■ Your objective ■
Retype each of the entries below exactly as written.

Segment Open

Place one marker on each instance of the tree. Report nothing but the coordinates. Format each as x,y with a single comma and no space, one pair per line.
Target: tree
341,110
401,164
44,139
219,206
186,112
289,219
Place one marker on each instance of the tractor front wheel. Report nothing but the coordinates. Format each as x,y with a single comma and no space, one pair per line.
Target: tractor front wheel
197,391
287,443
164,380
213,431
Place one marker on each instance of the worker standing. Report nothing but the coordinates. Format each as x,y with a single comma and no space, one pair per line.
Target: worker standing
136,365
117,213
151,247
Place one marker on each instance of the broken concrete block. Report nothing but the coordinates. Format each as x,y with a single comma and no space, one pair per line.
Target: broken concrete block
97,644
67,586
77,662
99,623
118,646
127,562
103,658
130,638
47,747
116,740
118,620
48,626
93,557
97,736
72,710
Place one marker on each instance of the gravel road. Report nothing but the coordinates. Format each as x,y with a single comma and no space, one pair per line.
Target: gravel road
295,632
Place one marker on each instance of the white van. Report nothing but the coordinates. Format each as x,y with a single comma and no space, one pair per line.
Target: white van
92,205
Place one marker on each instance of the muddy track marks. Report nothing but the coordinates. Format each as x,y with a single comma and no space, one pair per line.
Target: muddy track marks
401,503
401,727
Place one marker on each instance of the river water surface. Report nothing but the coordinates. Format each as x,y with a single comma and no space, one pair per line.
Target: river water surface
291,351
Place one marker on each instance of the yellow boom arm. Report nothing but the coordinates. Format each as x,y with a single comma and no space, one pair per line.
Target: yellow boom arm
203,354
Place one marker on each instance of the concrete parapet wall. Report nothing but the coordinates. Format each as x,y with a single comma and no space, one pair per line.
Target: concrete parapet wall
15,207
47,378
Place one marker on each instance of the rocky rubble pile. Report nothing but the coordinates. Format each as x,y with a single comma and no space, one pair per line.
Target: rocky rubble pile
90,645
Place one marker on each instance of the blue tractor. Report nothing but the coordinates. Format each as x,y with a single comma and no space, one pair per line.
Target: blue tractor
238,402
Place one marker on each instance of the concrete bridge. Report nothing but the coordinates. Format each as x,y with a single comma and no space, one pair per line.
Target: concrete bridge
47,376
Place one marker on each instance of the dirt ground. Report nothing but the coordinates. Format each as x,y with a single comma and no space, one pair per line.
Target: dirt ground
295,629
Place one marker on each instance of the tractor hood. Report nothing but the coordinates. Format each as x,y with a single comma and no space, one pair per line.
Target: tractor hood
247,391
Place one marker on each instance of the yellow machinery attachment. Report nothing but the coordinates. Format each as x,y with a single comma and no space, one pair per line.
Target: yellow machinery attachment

Segment Closed

■ Result for this task ■
Place one marker on each instance of the tree. Report nothing but the coordinates. Format each as x,y with a single comma and no space, one pair per line.
Target: tree
341,110
401,164
44,139
219,206
186,112
289,219
Place one marker on each instance of the tractor front wheel. Report nothing but the coordinates. Format each as x,y with a single comma and no space, one pair per line.
Target: tractor front wheel
197,391
287,443
164,380
213,431
Place one marker on each instance of the worker standing. Report nothing but the coordinates. Format each as x,y with a single comma and no space, one pair per line.
Target: worker standing
136,365
117,213
151,247
Place one marker on each instance of the broken concrete block. Report nothing but the coordinates. Format each as x,y with a single comma and no space, one pair per line.
Target: broken concrete block
97,644
67,586
77,662
99,623
118,646
127,562
103,658
130,638
47,747
116,740
118,620
48,626
93,557
97,736
72,710
Place one marker on each instance of the gravel road. Report nothing but the coordinates. Format each as x,y with a single comma and no space, one pair per line.
Target: gravel road
295,632
Place one marker on each instance of the white van. Report nothing but the coordinates. Format each as x,y with a single comma and no space, one pair per line.
Target: white van
92,205
Place one marker on each instance of the muddy track marks. Report nothing but the coordinates. Format each as x,y with a single comma and no space, one pair per line.
Target: muddy track marks
401,503
401,727
Place one marker on each instance of the river water surface. Report nothing but the coordinates. Format each as x,y with a single comma and no space, one pair per line.
Target: river water surface
291,351
Place one marker on each instance of the yellow boom arm. Report nothing but the coordinates. Format each as x,y with a single comma and no space, one pair per line.
Target: yellow boom arm
203,354
Place one marker on each instance of the concrete parapet wall. Report nothing but the coordinates. Format each as x,y with a single comma and no space, one pair per line.
Target: concrete parapet wall
15,207
47,378
Place one marker on each instance of the rocky rubble pile. Report nothing but the coordinates. Format each as x,y with a single comma and no space, one pair per line.
Target: rocky rubble pile
90,645
Place one marker on each instance of the blue tractor. Report nothing but the coordinates. Format each as x,y with a single comma and no space, one pair per line.
Target: blue tractor
238,402
Place one marker on each instance of the concrete bridge. Report nothing but the coordinates. Format each as x,y with a single comma and no space, one pair per line.
Target: concrete bridge
47,376
Place one marker on each instance of the dirt ground. Report nothing but the coordinates. Format each as x,y with a single comma and no space, one pair per line.
Target: dirt ground
295,629
Place one marker on each instance of the tractor hood. Report nothing but the coordinates. Format each as x,y with a single comma and no space, one pair per line.
Target: tractor hood
247,391
Place one marker on each instance of the yellow machinery attachment. Report nothing but the coordinates. Format each as x,y with a single comma and no space, one pair per line.
Target: yellow machinery attachment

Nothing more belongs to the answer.